Una storia poco nota e ricostruita attraverso le vicende politiche e umane di giovani prigionieri allora ignoti, come ovvio dato che molti avevano vent’anni o addirittura quindici o quattordici, ragazzini intrappolati dalla retorica mussoliniana («Tu levi la piccola mano,/ con viso di luce irradiato./ Tu sei quel bambino italiano,/ che il Duce a cavallo, ha incontrato...») al punto di cercar «la bella morte» eppure destinati a una vita diversa. Segnata a volte da un sorprendente recupero morale, culturale, artistico, letterario.
Al netto delle memorie di qualche nostalgico, scrive Oliva, «Coltano appare soprattutto lo specchio dello smarrimento ideologico e morale lasciato dal 1943-45: molti dei prigionieri sono ragazzi del 1925-26, adolescenti o poco più infiammati dall’educazione littoria, avviliti dal “tradimento” dell’armistizio, indignati con il re e con Badoglio, che hanno reagito alla frustrazione schierandosi dalla parte sbagliata. Lo ha scritto nel 1946 nel Sentiero dei nidi di ragno un antifascista insospettabile come Italo Calvino, partigiano garibaldino sin dal dicembre 1943». Una sofferta rilettura della guerra in montagna di un gruppo guidato da un comandante col nome di battaglia «Dritto»: «Quel peso di male che grava sugli uomini del Dritto, quel peso che grava su tutti noi, su me, su te, quel furore antico che è in tutti noi, e che si sfoga in spari, in nemici uccisi, è lo stesso che fa sparare i fascisti, che li porta a uccidere con la stessa speranza di purificazione, di riscatto».
===============
▶ **ISTRUZIONI DELL'ESERCIZIO**:
• A. Elenca tutti i tipi di recupero che, secondo il brano scelto, hanno segnato a volte la vita dei giovani prigionieri.
• B. Secondo il brano scelto, le seguenti affermazioni sono vere? (i) Italo Calvino era partigiano garibaldino dal dicembre 1943. (ii) Il Sentiero dei nidi di ragno è stato scritto nel 1950. (iii) Molti dei prigionieri di Coltano erano ragazzi del 1925-26. Per ciascuna rispondi sì o no e cita le parole decisive del testo.
• C. Riporta il brano scelto tra "Una storia poco" e "culturale, artistico, letterario.", inclusi.

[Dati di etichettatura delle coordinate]
===============
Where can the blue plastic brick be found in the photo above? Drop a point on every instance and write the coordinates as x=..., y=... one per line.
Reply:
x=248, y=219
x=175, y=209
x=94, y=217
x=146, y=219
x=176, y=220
===============
▶ **LE RISPOSTE**:
• A. morale, culturale, artistico, letterario

• B.
(i) Sì: «partigiano garibaldino sin dal dicembre 1943».
(ii) No: «Lo ha scritto nel 1946 nel Sentiero dei nidi di ragno».
(iii) Sì: «molti dei prigionieri sono ragazzi del 1925-26».

• C.
Una storia poco nota e ricostruita attraverso le vicende politiche e umane di giovani prigionieri allora ignoti, come ovvio dato che molti avevano vent’anni o addirittura quindici o quattordici, ragazzini intrappolati dalla retorica mussoliniana («Tu levi la piccola mano,/ con viso di luce irradiato./ Tu sei quel bambino italiano,/ che il Duce a cavallo, ha incontrato...») al punto di cercar «la bella morte» eppure destinati a una vita diversa. Segnata a volte da un sorprendente recupero morale, culturale, artistico, letterario.